• 页面摘录:
+ + + + +

基于贝叶斯基因组的预测模型中对先验设定的敏感性。

Sensitivity to prior specification in Bayesian genome-based prediction models.

作者信息

Lehermeier Christina, Wimmer Valentin, Albrecht Theresa, Auinger Hans-Jürgen, Gianola Daniel, Schmid Volker J, Schön Chris-Carolin

机构信息

Plant Breeding, Technische Universität München, Emil-Ramann-Straße 4, 85354 Freising, Germany.

出版信息

Stat Appl Genet Mol Biol. 2013 Jun;12(3):375-91. doi: 10.1515/sagmb-2012-0042.

DOI:10.1515/sagmb-2012-0042

PMID:23629460

Abstract

Different statistical models have been proposed for maximizing prediction accuracy in genome-based prediction of breeding values in plant and animal breeding. However, little is known about the sensitivity of these models with respect to prior and hyperparameter specification, because comparisons of prediction performance are mainly based on a single set of hyperparameters. In this study, we focused on Bayesian prediction methods using a standard linear regression model with marker covariates coding additive effects at a large number of marker loci. By comparing different hyperparameter settings, we investigated the sensitivity of four methods frequently used in genome-based prediction (Bayesian Ridge, Bayesian Lasso, BayesA and BayesB) to specification of the prior distribution of marker effects. We used datasets simulated according to a typical maize breeding program differing in the number of markers and the number of simulated quantitative trait loci affecting the trait. Furthermore, we used an experimental maize dataset, comprising 698 doubled haploid lines, each genotyped with 56110 single nucleotide polymorphism markers and phenotyped as testcrosses for the two quantitative traits grain dry matter yield and grain dry matter content. The predictive ability of the different models was assessed by five-fold cross-validation. The extent of Bayesian learning was quantified by calculation of the Hellinger distance between the prior and posterior densities of marker effects. Our results indicate that similar predictive abilities can be achieved with all methods, but with BayesA and BayesB hyperparameter settings had a stronger effect on prediction performance than with the other two methods. Prediction performance of BayesA and BayesB suffered substantially from a non-optimal choice of hyperparameters.

+ + + + +

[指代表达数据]
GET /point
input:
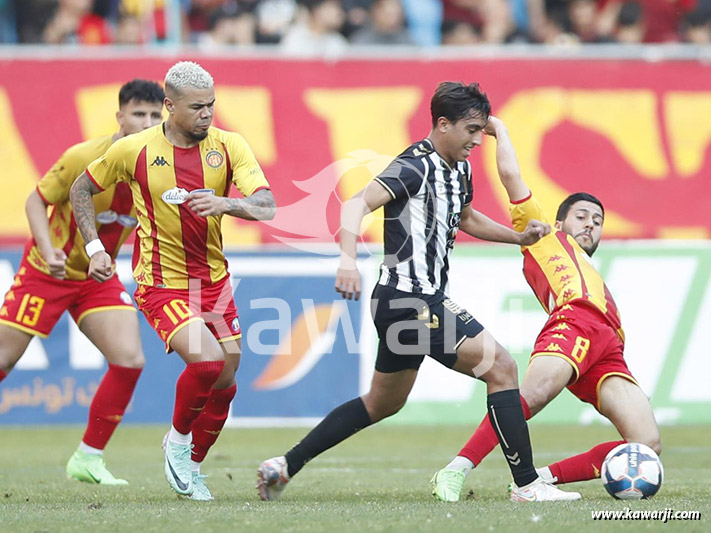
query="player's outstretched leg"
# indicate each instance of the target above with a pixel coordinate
(90, 468)
(345, 420)
(272, 477)
(482, 357)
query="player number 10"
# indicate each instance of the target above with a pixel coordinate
(30, 309)
(177, 310)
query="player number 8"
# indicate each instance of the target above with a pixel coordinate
(580, 350)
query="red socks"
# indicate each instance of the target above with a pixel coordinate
(484, 438)
(192, 391)
(583, 466)
(208, 425)
(109, 404)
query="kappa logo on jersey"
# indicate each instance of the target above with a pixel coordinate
(107, 217)
(159, 161)
(176, 196)
(214, 159)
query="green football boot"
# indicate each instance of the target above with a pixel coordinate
(447, 485)
(91, 468)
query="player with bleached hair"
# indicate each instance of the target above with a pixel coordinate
(180, 173)
(53, 278)
(427, 195)
(580, 347)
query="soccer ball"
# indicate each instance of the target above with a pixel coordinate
(632, 471)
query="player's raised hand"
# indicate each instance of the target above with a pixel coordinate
(535, 230)
(205, 203)
(100, 267)
(56, 262)
(348, 283)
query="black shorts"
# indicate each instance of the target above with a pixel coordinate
(411, 326)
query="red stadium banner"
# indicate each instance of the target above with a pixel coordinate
(636, 134)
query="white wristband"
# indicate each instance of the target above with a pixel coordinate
(93, 247)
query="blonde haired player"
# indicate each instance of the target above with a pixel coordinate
(180, 173)
(53, 278)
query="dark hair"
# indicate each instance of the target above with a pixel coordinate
(311, 5)
(454, 100)
(141, 91)
(564, 208)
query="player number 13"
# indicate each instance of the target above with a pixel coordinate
(30, 309)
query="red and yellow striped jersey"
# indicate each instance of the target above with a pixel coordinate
(175, 244)
(559, 271)
(112, 206)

+ + + + +

• 练习内容:
(1) 请把论文页面中从“基于贝叶斯基因组的预测模型中对先验设定的敏感性。”到“85354 Freising, Germany.”这一段再写一遍，其中的“Germany”改为“Deutschland”。
(2) 论文页面的摘要考察了哪几种基因组预测方法对标记效应先验分布设定的敏感性？请逐一列出。

• 参考答案:
(1)
基于贝叶斯基因组的预测模型中对先验设定的敏感性。

Sensitivity to prior specification in Bayesian genome-based prediction models.

作者信息

Lehermeier Christina, Wimmer Valentin, Albrecht Theresa, Auinger Hans-Jürgen, Gianola Daniel, Schmid Volker J, Schön Chris-Carolin

机构信息

Plant Breeding, Technische Universität München, Emil-Ramann-Straße 4, 85354 Freising, Deutschland.

(2) Bayesian Ridge、Bayesian Lasso、BayesA、BayesB